:: Consegna A ::
Secondo l'estratto sul contest di pasta fresca, qual è il costo massimo consentito per il piatto, condimento compreso?
:: Consegna B ::
Ricopia alla lettera dall'estratto sul contest di pasta fresca il tratto che va da "L’impasto viene comunque" fino a "uova o senza.".

:: Estratto ::
Questa trasformazione è resa possibile grazie alla denaturazione delle proteine della farina di questi alimenti che andrà semplicemente messa in forno a 90° per tre ore dopo di che si potrà impastare come una normale farina.
Dal momento che il tema di questo contest è proprio l’uso, nella pasta, della farina nel senso più ampio del termine, mi sono voluta cimentare in una ricetta che prevedesse proprio l’uso di una farina di questo tipo ed ho quindi scelto quella di ceci.
L’impasto viene comunque diverso da quello che si avrebbe con una 0 o con una semola ed anche la consistenza dei tortelloni è un poco diversa come del resto sarebbe stata diversa se avessi usato un’integrale, ma il risultato è stato ottimo e quindi ritengo questo sistema rappresenti un’alternativa valida alle farine gluten free e poi il sapore dei ceci  si è sposato davvero a meraviglia con la burrata e le ortiche. Anche il tradizionalista di casa (mio marito) ha gradito, tanto che ha preteso la seconda porzione.

Oltre a Sandra, l’altra mia compagne di avventura sarà Amanda, Mica Cotiche che ha tenuto a precisare che farà la giudichessa perchè sa mangiare e quindi ci coadiuverà con questa sua “particolare dote”.

ll contest in se per se è semplice:

pasta fresca

ripiena o anche no,
di qualsiasi formato,
di qualsiasi colore,
con le uova o senza.

e ora arrivano le complicazioni

NO alla farina tipo 00
consentita la 0 per “tagliare” le altre farine
(non più del 50% del peso totale delle altre farine usate)
costo finale, compreso il condimento:
non oltre i 5€
commensali: n.ro 4

per il resto fate voi: farina di segale,di semola, di canapa, di ceci, di mandorle, integrale, di farro, di grano antico, senza glutine, con il glutine, di frutta, di erbe, mischiate, inventate, cercate, stupite… insomma 
SPORCATEVI LE MANI insieme A NOI!

fate finta di essere la moglie/marito disoccupata/o di un/una cassaintegrato/a e preparate la cena per 4 persone con 5 €…. sono pochi? siamo fortunati a poterla pensare così, oggi come oggi ci sono tante famiglie in difficoltà che davvero devono arrangiarsi con 5 €… ma chi l’ha detto che con pochi soldi non si possa mangiare bene?

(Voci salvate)
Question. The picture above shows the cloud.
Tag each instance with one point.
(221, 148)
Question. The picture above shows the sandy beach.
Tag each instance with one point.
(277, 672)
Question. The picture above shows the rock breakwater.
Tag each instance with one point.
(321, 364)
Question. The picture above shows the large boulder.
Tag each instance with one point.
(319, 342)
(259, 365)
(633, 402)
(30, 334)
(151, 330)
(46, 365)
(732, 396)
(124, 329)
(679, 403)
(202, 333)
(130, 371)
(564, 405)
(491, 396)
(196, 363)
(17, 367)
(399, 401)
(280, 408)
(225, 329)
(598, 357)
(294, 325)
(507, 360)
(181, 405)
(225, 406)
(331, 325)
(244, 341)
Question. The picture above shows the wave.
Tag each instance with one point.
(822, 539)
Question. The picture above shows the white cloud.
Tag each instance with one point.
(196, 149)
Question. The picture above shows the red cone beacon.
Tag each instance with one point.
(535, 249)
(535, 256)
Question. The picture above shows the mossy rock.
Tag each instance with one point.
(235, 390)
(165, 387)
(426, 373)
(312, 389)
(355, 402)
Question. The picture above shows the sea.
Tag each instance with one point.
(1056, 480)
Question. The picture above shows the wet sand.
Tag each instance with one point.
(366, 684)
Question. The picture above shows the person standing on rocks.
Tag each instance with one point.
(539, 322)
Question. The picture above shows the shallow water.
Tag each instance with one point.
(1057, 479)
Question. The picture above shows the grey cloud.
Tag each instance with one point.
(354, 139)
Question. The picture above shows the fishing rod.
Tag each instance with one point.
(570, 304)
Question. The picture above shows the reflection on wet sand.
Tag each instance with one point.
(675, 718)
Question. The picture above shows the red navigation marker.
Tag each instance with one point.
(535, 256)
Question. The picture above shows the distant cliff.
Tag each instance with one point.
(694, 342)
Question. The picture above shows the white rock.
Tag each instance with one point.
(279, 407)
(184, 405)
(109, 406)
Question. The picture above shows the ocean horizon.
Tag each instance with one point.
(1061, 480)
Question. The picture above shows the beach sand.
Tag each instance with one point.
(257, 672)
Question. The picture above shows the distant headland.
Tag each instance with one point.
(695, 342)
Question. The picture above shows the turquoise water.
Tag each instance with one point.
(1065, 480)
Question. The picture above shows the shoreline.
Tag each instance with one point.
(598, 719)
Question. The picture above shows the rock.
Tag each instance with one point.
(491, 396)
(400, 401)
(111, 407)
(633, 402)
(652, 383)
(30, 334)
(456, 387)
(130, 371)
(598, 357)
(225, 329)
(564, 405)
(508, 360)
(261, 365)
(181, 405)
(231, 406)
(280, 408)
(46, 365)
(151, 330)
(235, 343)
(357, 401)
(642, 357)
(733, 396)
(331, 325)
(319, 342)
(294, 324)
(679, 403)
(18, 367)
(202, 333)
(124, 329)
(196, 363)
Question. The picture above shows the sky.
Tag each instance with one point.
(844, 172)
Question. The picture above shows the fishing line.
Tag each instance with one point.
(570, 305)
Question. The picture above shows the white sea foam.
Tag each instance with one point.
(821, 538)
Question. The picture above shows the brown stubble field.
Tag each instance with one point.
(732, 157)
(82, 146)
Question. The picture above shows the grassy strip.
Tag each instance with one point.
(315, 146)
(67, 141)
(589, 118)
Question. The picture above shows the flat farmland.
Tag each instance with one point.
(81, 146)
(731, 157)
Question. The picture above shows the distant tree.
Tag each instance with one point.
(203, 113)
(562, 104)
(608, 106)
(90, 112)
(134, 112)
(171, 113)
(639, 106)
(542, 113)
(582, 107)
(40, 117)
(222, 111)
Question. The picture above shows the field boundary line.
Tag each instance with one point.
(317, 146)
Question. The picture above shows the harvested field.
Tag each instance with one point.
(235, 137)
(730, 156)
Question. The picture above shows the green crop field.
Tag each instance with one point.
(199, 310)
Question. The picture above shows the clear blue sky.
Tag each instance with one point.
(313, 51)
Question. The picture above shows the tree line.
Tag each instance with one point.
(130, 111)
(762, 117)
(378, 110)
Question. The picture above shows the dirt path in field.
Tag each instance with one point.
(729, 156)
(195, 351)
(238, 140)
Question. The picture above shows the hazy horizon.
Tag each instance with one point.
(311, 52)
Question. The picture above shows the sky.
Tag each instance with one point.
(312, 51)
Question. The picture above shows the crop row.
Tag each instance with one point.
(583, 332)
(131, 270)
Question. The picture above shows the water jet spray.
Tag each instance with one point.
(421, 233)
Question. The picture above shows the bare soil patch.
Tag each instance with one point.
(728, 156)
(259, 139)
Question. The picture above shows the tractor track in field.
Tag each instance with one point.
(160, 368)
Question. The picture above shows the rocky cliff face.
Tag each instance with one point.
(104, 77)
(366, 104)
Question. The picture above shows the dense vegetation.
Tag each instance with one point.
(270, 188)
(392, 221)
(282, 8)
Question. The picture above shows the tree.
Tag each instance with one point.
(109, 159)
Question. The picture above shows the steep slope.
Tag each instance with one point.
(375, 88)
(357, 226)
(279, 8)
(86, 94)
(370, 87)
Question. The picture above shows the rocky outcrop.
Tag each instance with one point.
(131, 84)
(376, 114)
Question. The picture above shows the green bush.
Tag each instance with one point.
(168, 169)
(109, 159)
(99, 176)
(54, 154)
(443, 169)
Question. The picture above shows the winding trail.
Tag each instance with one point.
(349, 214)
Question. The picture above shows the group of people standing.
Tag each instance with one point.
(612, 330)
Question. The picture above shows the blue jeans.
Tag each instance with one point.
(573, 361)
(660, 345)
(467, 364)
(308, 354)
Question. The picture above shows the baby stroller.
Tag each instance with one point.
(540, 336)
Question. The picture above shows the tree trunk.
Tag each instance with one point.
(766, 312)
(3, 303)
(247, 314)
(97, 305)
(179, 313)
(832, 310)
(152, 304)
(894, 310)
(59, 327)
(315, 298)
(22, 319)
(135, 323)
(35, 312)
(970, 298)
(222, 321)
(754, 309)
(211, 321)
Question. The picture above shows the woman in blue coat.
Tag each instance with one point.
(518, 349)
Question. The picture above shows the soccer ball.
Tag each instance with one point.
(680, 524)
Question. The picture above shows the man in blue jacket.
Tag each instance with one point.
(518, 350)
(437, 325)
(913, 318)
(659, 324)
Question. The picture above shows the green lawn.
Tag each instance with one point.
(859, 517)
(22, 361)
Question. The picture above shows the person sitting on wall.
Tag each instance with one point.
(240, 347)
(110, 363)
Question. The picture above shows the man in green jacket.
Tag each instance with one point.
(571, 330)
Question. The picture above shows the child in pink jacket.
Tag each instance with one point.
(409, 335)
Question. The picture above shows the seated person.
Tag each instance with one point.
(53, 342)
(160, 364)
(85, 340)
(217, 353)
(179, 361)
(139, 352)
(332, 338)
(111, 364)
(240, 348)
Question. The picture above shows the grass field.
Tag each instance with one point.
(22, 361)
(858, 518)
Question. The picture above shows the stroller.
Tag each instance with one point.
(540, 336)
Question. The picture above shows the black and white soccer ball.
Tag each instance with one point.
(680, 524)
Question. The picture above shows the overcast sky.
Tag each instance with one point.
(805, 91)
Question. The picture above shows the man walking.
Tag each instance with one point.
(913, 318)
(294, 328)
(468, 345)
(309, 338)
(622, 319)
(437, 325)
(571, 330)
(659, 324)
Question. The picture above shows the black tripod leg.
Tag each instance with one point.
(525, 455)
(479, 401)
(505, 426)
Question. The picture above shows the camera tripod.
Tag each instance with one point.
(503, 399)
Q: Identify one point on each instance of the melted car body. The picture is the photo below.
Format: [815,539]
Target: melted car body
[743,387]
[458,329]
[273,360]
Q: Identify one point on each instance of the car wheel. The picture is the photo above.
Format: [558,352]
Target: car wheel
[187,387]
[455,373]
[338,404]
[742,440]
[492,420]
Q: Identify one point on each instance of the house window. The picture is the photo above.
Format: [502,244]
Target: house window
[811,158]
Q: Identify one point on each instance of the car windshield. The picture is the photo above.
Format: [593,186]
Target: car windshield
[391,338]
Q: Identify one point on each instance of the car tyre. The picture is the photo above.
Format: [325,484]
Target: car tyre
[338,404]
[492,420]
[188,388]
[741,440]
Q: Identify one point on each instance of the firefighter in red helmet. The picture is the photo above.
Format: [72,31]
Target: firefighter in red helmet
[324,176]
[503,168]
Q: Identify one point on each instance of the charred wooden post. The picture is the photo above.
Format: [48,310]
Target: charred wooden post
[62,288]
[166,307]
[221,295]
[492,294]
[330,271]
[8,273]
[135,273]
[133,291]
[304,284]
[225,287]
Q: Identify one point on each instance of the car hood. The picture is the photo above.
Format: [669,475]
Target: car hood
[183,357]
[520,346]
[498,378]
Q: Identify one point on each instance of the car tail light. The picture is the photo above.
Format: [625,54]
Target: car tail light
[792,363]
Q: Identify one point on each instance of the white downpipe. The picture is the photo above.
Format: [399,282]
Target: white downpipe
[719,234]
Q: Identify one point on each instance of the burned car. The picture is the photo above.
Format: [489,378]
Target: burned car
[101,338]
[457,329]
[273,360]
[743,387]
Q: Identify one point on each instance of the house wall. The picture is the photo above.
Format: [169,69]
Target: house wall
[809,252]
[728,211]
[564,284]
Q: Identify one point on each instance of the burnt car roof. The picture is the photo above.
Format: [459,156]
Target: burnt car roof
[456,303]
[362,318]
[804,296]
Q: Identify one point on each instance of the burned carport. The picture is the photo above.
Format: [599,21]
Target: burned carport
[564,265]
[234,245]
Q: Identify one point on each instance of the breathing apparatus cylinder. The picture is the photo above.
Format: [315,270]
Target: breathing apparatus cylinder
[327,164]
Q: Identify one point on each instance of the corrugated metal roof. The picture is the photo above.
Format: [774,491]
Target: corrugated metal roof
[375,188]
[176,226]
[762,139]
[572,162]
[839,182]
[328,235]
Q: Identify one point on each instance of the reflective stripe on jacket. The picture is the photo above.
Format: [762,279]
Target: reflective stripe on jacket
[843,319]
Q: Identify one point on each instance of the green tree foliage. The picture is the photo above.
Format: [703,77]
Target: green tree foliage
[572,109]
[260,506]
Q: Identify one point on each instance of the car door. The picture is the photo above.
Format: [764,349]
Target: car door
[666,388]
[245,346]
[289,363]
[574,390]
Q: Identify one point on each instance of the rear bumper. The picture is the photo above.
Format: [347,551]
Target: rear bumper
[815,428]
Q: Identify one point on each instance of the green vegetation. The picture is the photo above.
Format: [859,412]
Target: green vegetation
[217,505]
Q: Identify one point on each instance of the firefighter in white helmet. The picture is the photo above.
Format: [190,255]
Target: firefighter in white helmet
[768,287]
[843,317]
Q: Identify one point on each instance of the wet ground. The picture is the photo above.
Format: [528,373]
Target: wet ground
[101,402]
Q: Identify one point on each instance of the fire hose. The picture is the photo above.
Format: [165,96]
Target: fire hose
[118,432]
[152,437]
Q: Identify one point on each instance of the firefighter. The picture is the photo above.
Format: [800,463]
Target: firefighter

:: Risultato A ::
Il costo finale, compreso il condimento, non deve superare i 5 €.

:: Risultato B ::
L’impasto viene comunque diverso da quello che si avrebbe con una 0 o con una semola ed anche la consistenza dei tortelloni è un poco diversa come del resto sarebbe stata diversa se avessi usato un’integrale, ma il risultato è stato ottimo e quindi ritengo questo sistema rappresenti un’alternativa valida alle farine gluten free e poi il sapore dei ceci  si è sposato davvero a meraviglia con la burrata e le ortiche. Anche il tradizionalista di casa (mio marito) ha gradito, tanto che ha preteso la seconda porzione.

Oltre a Sandra, l’altra mia compagne di avventura sarà Amanda, Mica Cotiche che ha tenuto a precisare che farà la giudichessa perchè sa mangiare e quindi ci coadiuverà con questa sua “particolare dote”.

ll contest in se per se è semplice:

pasta fresca

ripiena o anche no,
di qualsiasi formato,
di qualsiasi colore,
con le uova o senza.